Exercise - Pull every line of the data below out verbatim, leaving the pictures out of your answer.
╔══
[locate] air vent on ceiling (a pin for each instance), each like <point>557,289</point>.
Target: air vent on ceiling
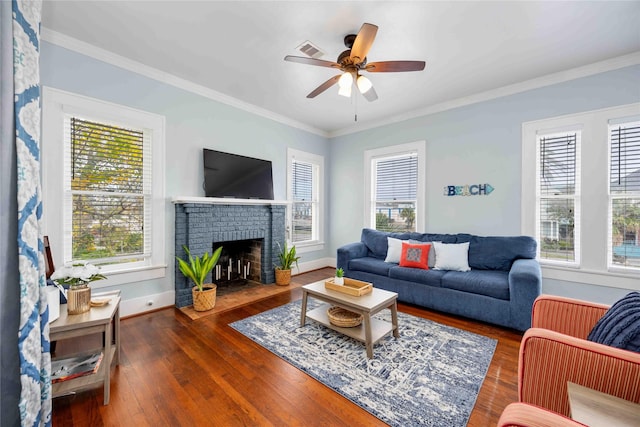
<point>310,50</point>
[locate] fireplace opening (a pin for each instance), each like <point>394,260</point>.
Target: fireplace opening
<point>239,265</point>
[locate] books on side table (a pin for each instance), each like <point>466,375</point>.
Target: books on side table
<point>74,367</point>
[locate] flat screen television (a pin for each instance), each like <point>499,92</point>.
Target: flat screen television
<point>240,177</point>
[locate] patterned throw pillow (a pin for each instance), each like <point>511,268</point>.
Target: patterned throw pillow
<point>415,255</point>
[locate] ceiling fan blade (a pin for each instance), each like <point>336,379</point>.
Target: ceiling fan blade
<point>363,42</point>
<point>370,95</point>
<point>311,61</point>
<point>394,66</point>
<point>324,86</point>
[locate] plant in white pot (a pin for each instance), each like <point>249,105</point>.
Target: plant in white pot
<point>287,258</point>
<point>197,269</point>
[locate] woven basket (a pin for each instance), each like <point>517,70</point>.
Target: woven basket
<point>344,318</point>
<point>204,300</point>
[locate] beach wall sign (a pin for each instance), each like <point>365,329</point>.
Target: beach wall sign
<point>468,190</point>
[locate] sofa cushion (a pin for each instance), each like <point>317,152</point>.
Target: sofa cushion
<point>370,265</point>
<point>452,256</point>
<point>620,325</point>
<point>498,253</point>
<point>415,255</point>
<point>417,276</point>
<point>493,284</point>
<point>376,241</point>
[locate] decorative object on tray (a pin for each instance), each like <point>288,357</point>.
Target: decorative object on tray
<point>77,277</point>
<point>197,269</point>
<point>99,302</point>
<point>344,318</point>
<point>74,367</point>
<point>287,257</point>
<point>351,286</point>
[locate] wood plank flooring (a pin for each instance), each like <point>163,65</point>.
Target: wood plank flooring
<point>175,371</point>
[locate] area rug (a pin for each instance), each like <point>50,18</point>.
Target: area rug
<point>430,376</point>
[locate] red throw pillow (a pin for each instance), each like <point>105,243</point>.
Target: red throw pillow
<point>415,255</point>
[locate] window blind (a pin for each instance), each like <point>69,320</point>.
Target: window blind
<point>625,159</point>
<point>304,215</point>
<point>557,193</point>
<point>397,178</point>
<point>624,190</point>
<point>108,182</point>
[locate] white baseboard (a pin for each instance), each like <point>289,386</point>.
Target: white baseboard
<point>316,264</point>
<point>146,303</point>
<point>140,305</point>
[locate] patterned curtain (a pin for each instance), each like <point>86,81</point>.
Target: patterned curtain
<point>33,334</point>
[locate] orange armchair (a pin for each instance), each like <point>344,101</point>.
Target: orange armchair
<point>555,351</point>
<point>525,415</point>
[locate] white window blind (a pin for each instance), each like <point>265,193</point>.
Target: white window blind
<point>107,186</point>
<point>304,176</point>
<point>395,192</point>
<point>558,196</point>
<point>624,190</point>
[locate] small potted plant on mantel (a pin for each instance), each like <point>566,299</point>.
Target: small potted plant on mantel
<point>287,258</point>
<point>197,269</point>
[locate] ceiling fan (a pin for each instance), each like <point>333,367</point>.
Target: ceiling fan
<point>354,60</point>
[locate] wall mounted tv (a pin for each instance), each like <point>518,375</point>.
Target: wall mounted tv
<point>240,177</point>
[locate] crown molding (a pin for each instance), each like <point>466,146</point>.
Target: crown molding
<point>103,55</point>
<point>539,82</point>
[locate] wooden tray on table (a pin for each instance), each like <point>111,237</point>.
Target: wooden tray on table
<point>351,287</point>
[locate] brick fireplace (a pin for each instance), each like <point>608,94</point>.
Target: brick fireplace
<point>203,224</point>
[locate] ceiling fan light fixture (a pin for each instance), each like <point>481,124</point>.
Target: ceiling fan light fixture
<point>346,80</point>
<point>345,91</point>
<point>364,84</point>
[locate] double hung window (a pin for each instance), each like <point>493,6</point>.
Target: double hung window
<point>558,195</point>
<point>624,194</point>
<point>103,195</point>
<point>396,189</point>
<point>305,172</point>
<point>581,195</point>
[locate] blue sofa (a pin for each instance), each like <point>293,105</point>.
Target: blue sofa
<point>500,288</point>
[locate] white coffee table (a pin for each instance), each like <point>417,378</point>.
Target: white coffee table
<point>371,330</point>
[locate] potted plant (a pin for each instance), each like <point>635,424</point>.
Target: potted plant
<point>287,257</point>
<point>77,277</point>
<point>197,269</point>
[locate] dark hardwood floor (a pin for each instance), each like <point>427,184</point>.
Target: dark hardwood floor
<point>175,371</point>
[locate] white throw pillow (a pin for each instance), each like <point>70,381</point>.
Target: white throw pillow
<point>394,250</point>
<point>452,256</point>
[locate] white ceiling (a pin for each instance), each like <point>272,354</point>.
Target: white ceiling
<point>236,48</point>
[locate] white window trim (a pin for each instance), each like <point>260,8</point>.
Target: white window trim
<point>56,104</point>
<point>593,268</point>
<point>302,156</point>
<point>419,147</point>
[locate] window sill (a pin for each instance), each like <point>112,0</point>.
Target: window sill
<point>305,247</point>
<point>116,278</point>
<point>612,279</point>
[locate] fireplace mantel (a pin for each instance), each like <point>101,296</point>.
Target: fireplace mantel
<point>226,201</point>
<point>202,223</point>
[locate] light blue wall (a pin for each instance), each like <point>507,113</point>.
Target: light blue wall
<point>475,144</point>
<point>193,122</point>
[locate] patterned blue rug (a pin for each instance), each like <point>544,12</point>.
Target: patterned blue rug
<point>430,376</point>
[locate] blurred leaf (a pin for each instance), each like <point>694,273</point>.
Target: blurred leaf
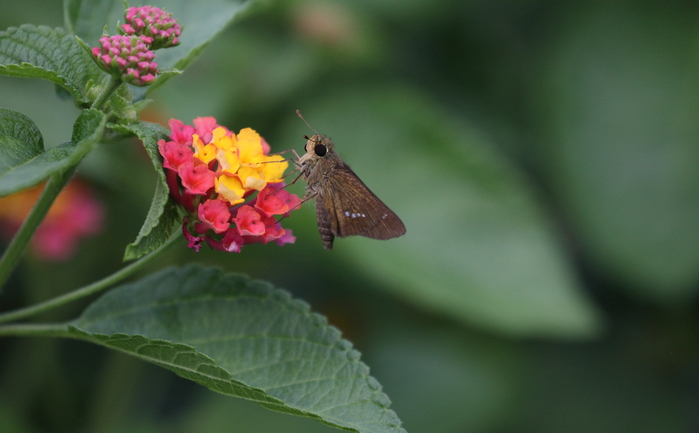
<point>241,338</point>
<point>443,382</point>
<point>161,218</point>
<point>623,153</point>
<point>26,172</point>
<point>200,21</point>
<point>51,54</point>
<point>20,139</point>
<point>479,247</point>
╚══
Answer to this problem -
[locate] air vent on ceiling (a pin for each instance), each like <point>557,289</point>.
Target: air vent on ceiling
<point>310,50</point>
[locate] fireplace opening (a pin for each instance), each like <point>394,260</point>.
Target: fireplace opening
<point>239,265</point>
[locate] books on side table (a pin for each instance), each like <point>466,375</point>.
Target: books on side table
<point>74,367</point>
[locate] flat screen television (a pin for each instance), each like <point>499,92</point>.
Target: flat screen television
<point>240,177</point>
[locate] patterned throw pillow (a pin for each instance), each like <point>511,268</point>.
Target: patterned throw pillow
<point>415,255</point>
[locate] ceiling fan blade (a pin for each instance), each like <point>336,379</point>.
Target: ceiling fan blade
<point>363,42</point>
<point>370,95</point>
<point>311,61</point>
<point>394,66</point>
<point>324,86</point>
[locate] plant in white pot (a pin for each instance), each like <point>249,105</point>.
Target: plant in white pot
<point>287,258</point>
<point>197,269</point>
[locate] woven basket (a pin for each instance), each like <point>517,70</point>.
Target: woven basket
<point>344,318</point>
<point>204,300</point>
[locate] beach wall sign (a pin for each instance), each like <point>365,329</point>.
Target: beach wall sign
<point>468,190</point>
[locate] sofa cushion (a pin for each instance), each like <point>317,152</point>.
Target: sofa cushion
<point>370,265</point>
<point>452,256</point>
<point>620,325</point>
<point>498,253</point>
<point>415,255</point>
<point>417,276</point>
<point>493,284</point>
<point>376,241</point>
[locate] decorative object on tray (a pin for each instance), each like <point>288,357</point>.
Target: decorative object on tray
<point>77,277</point>
<point>197,269</point>
<point>99,302</point>
<point>344,318</point>
<point>74,367</point>
<point>287,257</point>
<point>351,286</point>
[locate] wood plank flooring (a pin for each instance), each like <point>163,65</point>.
Target: wood plank flooring
<point>175,371</point>
[locate] area rug (a pin for each instance), each like <point>50,18</point>.
Target: area rug
<point>430,376</point>
[locate] red throw pillow (a pin for each instance), each like <point>105,243</point>.
Target: red throw pillow
<point>415,255</point>
[locate] window blind (a pin for each instance), each like <point>69,320</point>.
Target: window blind
<point>625,159</point>
<point>304,215</point>
<point>557,193</point>
<point>397,178</point>
<point>624,190</point>
<point>108,182</point>
[locate] white baseboard (a pin for each instance), each like <point>289,386</point>.
Target: white baseboard
<point>316,264</point>
<point>146,303</point>
<point>140,305</point>
[locate] patterned curtain (a pin for each instance), each like <point>86,81</point>.
Target: patterned curtain
<point>33,334</point>
[locate] orange armchair (a pin for each instance), each like <point>344,101</point>.
Target: orange armchair
<point>555,351</point>
<point>525,415</point>
[locate] white window blind (a pin for each instance), each like <point>265,193</point>.
Target: white window blind
<point>107,186</point>
<point>304,176</point>
<point>395,192</point>
<point>558,196</point>
<point>624,190</point>
[locate] small potted plant on mantel (a pin for each instance), each like <point>566,299</point>.
Target: small potted plant on mantel
<point>287,258</point>
<point>197,269</point>
[locate] ceiling fan (a pin for each instance), each like <point>333,367</point>.
Target: ceiling fan
<point>354,60</point>
[locate] wall mounted tv (a pin for each instance), each like <point>518,375</point>.
Target: wall mounted tv
<point>240,177</point>
[locate] crown molding (a pin for each instance), each like <point>466,146</point>.
Target: crown molding
<point>103,55</point>
<point>539,82</point>
[locate] wooden tray on table (a pin for each instance), each like <point>111,237</point>.
Target: wooden tray on table
<point>351,287</point>
[locate] brick fireplace (a pin for each instance), each like <point>608,94</point>.
Target: brick fireplace
<point>203,224</point>
[locate] ceiling fan light fixture (a pin for each instance), each like <point>481,124</point>.
Target: ceiling fan light fixture
<point>346,80</point>
<point>345,91</point>
<point>364,84</point>
[locate] double hung window (a pin for each instance), each like <point>493,6</point>.
Target: double hung window
<point>558,195</point>
<point>624,194</point>
<point>103,195</point>
<point>396,189</point>
<point>305,172</point>
<point>581,195</point>
[locate] blue sofa (a pin for each instance), each like <point>293,105</point>.
Target: blue sofa
<point>500,288</point>
[locate] white coffee table (a pin for each instance), each like <point>417,378</point>.
Target: white coffee table
<point>371,330</point>
[locate] potted plant (a pin for each instance), each like <point>635,424</point>.
Target: potted plant
<point>287,257</point>
<point>77,277</point>
<point>197,269</point>
[locate] dark hardwood floor (a pin for each instance), each like <point>427,184</point>.
Target: dark hardwood floor
<point>175,371</point>
[locate] white throw pillow (a pin for each instance), each like <point>70,381</point>.
Target: white throw pillow
<point>394,250</point>
<point>452,256</point>
[locate] white ceiling (a pin for each instance), each like <point>272,354</point>.
Target: white ceiling
<point>236,48</point>
[locate] white window trim (a pin for each instance), each like <point>260,8</point>.
Target: white window trim
<point>56,104</point>
<point>593,268</point>
<point>302,156</point>
<point>419,147</point>
[locate] window sill (a pin for each instance), each like <point>112,0</point>.
Target: window sill
<point>305,247</point>
<point>116,278</point>
<point>612,279</point>
[locate] fireplace mantel (a pin for each instance), each like <point>101,296</point>.
Target: fireplace mantel
<point>226,201</point>
<point>202,223</point>
[locate] light blue wall (a pin for each instance), each like <point>507,113</point>.
Target: light blue wall
<point>475,144</point>
<point>193,122</point>
[locate] patterned blue rug (a pin for each instance), each like <point>544,12</point>.
Target: patterned blue rug
<point>430,376</point>
[locate] blurred leaf (a pin for each instance), each like <point>694,273</point>.
Target: blurred leaf
<point>241,338</point>
<point>443,382</point>
<point>161,218</point>
<point>623,153</point>
<point>26,172</point>
<point>200,21</point>
<point>51,54</point>
<point>20,139</point>
<point>479,247</point>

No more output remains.